## EXERCISE AIM
Substitute "widest part" for every occurrence of "thickest part" in the records below. Reproduce them otherwise unchanged.

Items listed in a dataset
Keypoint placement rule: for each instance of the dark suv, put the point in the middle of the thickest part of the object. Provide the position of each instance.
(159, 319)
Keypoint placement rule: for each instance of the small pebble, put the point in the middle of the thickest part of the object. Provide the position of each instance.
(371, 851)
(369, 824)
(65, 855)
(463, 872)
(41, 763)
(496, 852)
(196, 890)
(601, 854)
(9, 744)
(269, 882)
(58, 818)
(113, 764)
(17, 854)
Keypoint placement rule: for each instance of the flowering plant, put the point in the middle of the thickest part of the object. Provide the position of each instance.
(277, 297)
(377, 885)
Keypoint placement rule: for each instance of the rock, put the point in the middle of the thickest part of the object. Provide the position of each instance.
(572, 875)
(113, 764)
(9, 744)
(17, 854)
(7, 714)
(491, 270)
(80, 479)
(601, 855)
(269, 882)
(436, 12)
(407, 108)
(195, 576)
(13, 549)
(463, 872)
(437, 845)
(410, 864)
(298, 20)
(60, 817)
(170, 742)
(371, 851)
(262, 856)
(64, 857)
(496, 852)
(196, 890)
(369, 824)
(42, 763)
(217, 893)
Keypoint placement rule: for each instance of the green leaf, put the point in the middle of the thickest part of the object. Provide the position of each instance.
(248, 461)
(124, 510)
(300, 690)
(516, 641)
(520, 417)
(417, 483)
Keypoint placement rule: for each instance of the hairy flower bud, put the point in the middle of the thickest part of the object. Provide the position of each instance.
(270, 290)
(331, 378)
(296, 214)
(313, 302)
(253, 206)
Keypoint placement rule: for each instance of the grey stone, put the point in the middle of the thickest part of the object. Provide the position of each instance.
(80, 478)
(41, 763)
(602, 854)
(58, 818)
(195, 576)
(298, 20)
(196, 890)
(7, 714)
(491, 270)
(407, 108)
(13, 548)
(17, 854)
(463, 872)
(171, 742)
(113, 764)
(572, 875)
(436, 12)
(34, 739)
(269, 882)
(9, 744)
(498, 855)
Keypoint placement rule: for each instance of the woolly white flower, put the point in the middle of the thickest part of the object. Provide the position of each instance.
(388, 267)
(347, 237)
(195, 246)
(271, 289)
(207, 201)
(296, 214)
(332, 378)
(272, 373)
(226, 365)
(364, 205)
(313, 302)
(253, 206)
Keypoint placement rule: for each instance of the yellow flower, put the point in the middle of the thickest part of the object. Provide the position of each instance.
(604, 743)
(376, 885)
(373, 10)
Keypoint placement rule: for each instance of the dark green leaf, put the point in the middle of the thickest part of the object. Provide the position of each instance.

## PROBLEM SOLUTION
Keypoint placement rule: for each instance of the dark suv, put the point in the middle of the widest part of the object. Provide the position of each instance.
(159, 319)
Keypoint placement rule: for each instance of the small pebble, put the point in the middle of the widest part of the object. Provide the position of each instance.
(371, 851)
(369, 824)
(65, 855)
(463, 872)
(41, 763)
(496, 852)
(196, 890)
(601, 854)
(9, 744)
(269, 882)
(58, 818)
(113, 764)
(17, 854)
Keypoint placement rule: for each instance of the flowering plant, put the point in the middle of the widest part of the object. Provide the position of each instance.
(277, 297)
(377, 885)
Keypoint placement rule: for each instance of the rock, put the point in the middle of the widest part of the object. Provide the position of each instance.
(572, 875)
(113, 764)
(9, 744)
(17, 854)
(7, 714)
(491, 270)
(80, 479)
(601, 855)
(269, 882)
(436, 12)
(407, 108)
(195, 576)
(13, 549)
(463, 872)
(437, 845)
(410, 864)
(298, 20)
(60, 817)
(170, 742)
(371, 851)
(262, 856)
(64, 857)
(496, 852)
(196, 890)
(369, 824)
(42, 763)
(217, 893)
Keypoint placement rule: for each instance of the green leaf, put the point in the middle of the widest part of the object. Provide the position of each instance.
(248, 461)
(124, 510)
(300, 690)
(516, 641)
(520, 417)
(417, 483)
Keypoint placement rule: for each instance of the hairy flower bud, put the point in the middle of the widest part of the object. Provide the position of each instance.
(270, 290)
(331, 378)
(296, 214)
(313, 302)
(253, 206)
Keypoint placement rule: for each instance of the grey stone, put the point in the middle of the widest part of the object. Provide the position of each instance.
(80, 478)
(41, 763)
(602, 854)
(58, 818)
(195, 576)
(298, 20)
(196, 890)
(7, 714)
(491, 270)
(407, 108)
(13, 548)
(17, 854)
(463, 872)
(171, 742)
(113, 764)
(572, 875)
(436, 12)
(34, 739)
(269, 882)
(9, 744)
(498, 855)
Keypoint placement rule: for each instance of the woolly white flower, put the point in the middle of the widest part of the object. Provide the position of each instance.
(388, 267)
(347, 237)
(195, 246)
(271, 289)
(207, 201)
(296, 214)
(332, 378)
(272, 373)
(226, 365)
(364, 205)
(313, 302)
(253, 206)
Keypoint placement rule: for each instance of the yellow flower, put the point in the middle of the widest part of the object. Provide the position of each instance.
(604, 743)
(376, 885)
(373, 10)
Keypoint placement rule: for each instance of the dark green leaf, put the point in the middle of the widest part of the object. Provide the position of each instance.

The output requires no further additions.